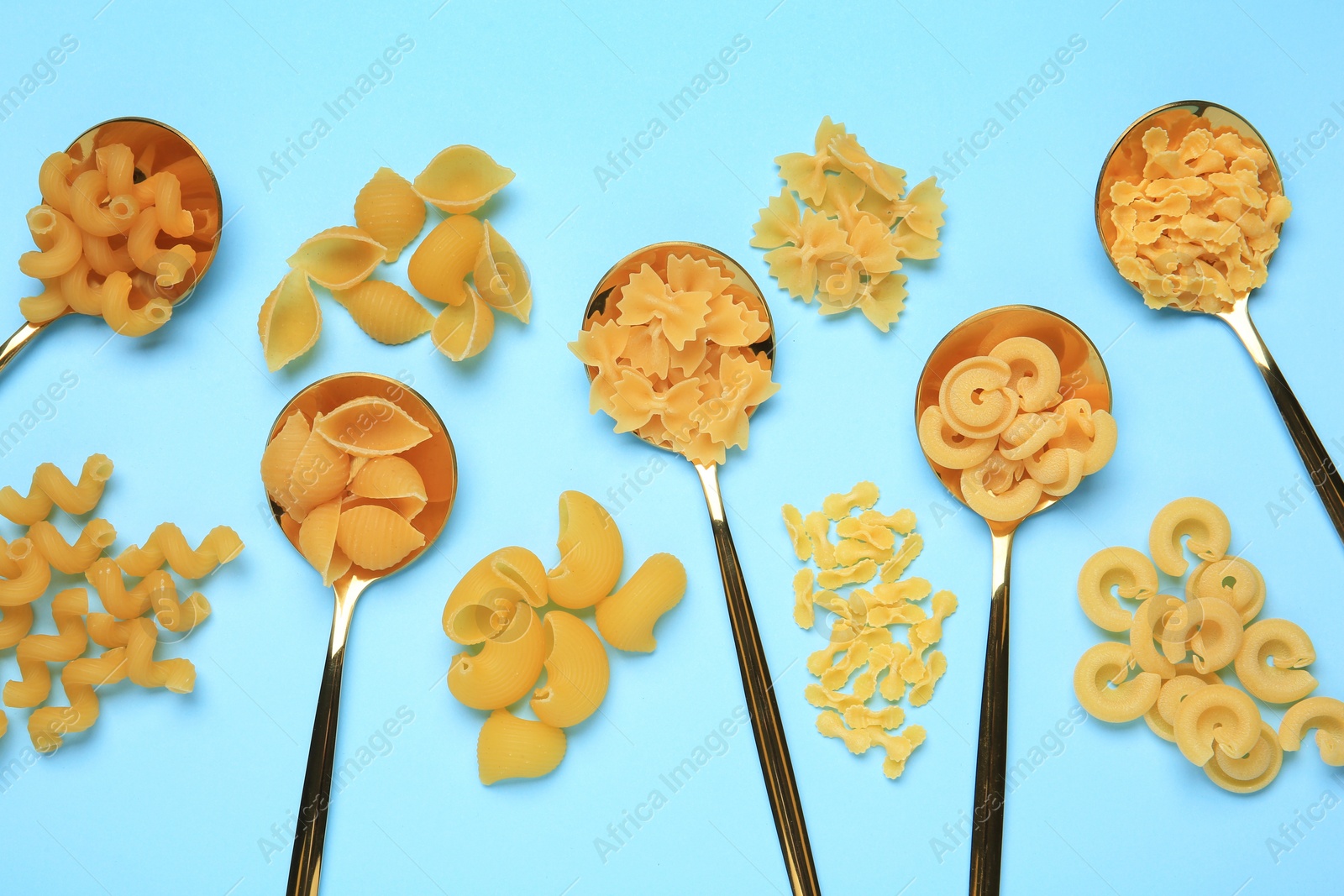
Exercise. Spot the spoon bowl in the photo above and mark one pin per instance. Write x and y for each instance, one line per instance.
(158, 147)
(436, 461)
(1082, 375)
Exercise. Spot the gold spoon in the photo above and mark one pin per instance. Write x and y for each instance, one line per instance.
(436, 461)
(199, 188)
(766, 726)
(1321, 469)
(1085, 376)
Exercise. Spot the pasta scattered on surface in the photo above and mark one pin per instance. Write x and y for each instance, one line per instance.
(862, 644)
(846, 244)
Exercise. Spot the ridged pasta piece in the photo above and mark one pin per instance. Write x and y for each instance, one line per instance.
(167, 544)
(464, 331)
(385, 311)
(461, 179)
(1252, 773)
(50, 486)
(1108, 664)
(1112, 571)
(440, 265)
(339, 257)
(394, 479)
(389, 210)
(1216, 716)
(1289, 647)
(47, 726)
(371, 426)
(507, 665)
(37, 651)
(71, 559)
(577, 672)
(627, 617)
(501, 277)
(512, 747)
(33, 579)
(1205, 524)
(1323, 714)
(291, 320)
(58, 244)
(376, 537)
(591, 551)
(507, 575)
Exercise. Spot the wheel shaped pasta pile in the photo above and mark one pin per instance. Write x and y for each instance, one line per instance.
(1167, 665)
(463, 264)
(846, 242)
(521, 622)
(1003, 423)
(1191, 214)
(674, 360)
(128, 626)
(862, 647)
(100, 230)
(349, 497)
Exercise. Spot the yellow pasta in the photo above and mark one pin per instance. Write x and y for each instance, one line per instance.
(1200, 520)
(591, 553)
(1289, 647)
(389, 210)
(385, 311)
(461, 179)
(371, 426)
(376, 537)
(577, 672)
(1323, 714)
(167, 544)
(50, 486)
(339, 257)
(37, 651)
(512, 747)
(627, 617)
(440, 265)
(506, 668)
(291, 320)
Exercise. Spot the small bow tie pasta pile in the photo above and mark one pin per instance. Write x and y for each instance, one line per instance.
(463, 264)
(857, 221)
(128, 627)
(1180, 647)
(521, 621)
(860, 633)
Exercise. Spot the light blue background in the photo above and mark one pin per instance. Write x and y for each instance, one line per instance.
(174, 794)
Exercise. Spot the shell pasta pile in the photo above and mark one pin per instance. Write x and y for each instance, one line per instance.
(463, 264)
(1179, 647)
(521, 621)
(129, 625)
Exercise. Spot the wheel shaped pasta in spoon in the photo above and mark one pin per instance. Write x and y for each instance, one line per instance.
(679, 348)
(360, 474)
(1012, 411)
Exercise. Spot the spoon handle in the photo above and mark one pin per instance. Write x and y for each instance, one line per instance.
(759, 687)
(311, 832)
(987, 835)
(1320, 468)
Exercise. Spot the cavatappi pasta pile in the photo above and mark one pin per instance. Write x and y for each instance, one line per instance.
(672, 359)
(128, 627)
(1003, 422)
(1191, 214)
(98, 233)
(842, 224)
(862, 645)
(464, 265)
(521, 621)
(349, 496)
(1179, 647)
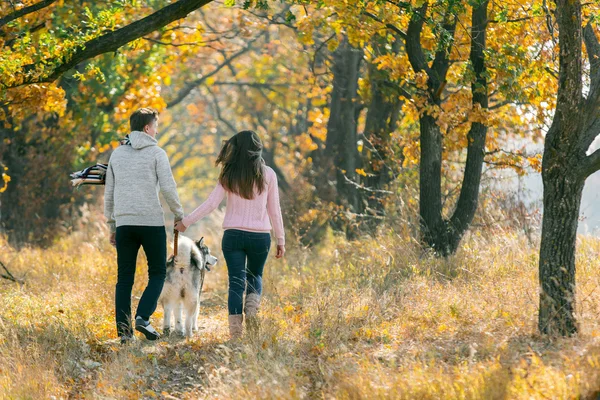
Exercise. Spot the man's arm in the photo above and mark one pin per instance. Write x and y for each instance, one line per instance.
(109, 199)
(168, 187)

--------------------------------------------------

**Requirement:**
Copy out every entry exactly as written, but not the pictures.

**Completed task:**
Exercise. Spot the spoon bowl in the photo above and mark one pin per instance. Write x and y for each instance, one line per instance.
(158, 147)
(436, 461)
(1082, 375)
Exercise. Spot the gold spoon in the photo above and mark one pin per instance. Write x and y for each instance, one line per instance.
(436, 461)
(199, 188)
(766, 726)
(1321, 469)
(1085, 376)
Exercise. Spot the pasta scattered on surface in the photo above and mark one pin per instance. Write x and y for each instance, one line per instance.
(862, 644)
(846, 244)
Exercise. Spot the ridged pasta piece in the photo above and mark one pin per instance. Write x and y for each instance, one line per instance.
(167, 544)
(464, 331)
(385, 311)
(461, 179)
(1252, 773)
(50, 486)
(1108, 664)
(1112, 571)
(440, 265)
(339, 257)
(394, 479)
(389, 210)
(1216, 716)
(1289, 647)
(47, 726)
(371, 426)
(507, 665)
(37, 651)
(71, 559)
(577, 672)
(627, 617)
(501, 277)
(512, 747)
(33, 579)
(1205, 524)
(1323, 714)
(291, 320)
(58, 244)
(376, 537)
(591, 551)
(507, 575)
Exercise. Spot the wheel shaped pasta pile in the photo above and mark one pin per instance. Write x and y for each instance, one line per instance.
(1167, 665)
(463, 264)
(846, 242)
(521, 622)
(1003, 423)
(1191, 214)
(674, 360)
(128, 626)
(862, 647)
(100, 230)
(349, 497)
Exercise. Spot the yellow pasta in the photo above and mark one pin per instance. Write x and y for each instance, one line per instance.
(1200, 520)
(591, 553)
(1289, 647)
(389, 210)
(385, 311)
(461, 179)
(371, 426)
(376, 537)
(577, 672)
(1323, 714)
(167, 544)
(50, 486)
(339, 257)
(37, 651)
(512, 747)
(627, 617)
(440, 265)
(506, 668)
(291, 320)
Exercise. Spot the small bow tie pasta pile in the photo above and mark one pin per instance. Write x and y for each instance, one line per instance.
(463, 264)
(857, 221)
(128, 627)
(1180, 647)
(521, 621)
(860, 633)
Exercise. Spot the light blue background in the photo above and mark one pin per instance. Write x and y for each instance, one line per instance.
(174, 794)
Exercise. Spot the shell pasta pile in the photo above and mark one pin per instance. Write x and y for each instance, one line per instance.
(463, 264)
(1179, 647)
(521, 621)
(129, 625)
Exercise. Spot the wheel shaped pasta in spoon in the photo above and mark one pin per instance. Write x and y for each instance, one line per instance.
(679, 348)
(360, 474)
(1012, 411)
Exercise. Spot the spoon handle in the photo above and mark one pin per instance. Write x and y for each instance, one line per instance.
(759, 687)
(311, 832)
(987, 835)
(1320, 468)
Exercise. Spot the cavatappi pasta pile in the photo above and mark one pin per instance. Write x and y for each instance, one line per instance.
(672, 359)
(128, 627)
(1003, 422)
(1191, 214)
(98, 233)
(842, 224)
(862, 645)
(464, 265)
(521, 621)
(349, 496)
(1179, 647)
Exercise. Spot the man's arm in the photo above and mark one pin per instance. Write x and y for each instance, one line per instance.
(109, 199)
(168, 187)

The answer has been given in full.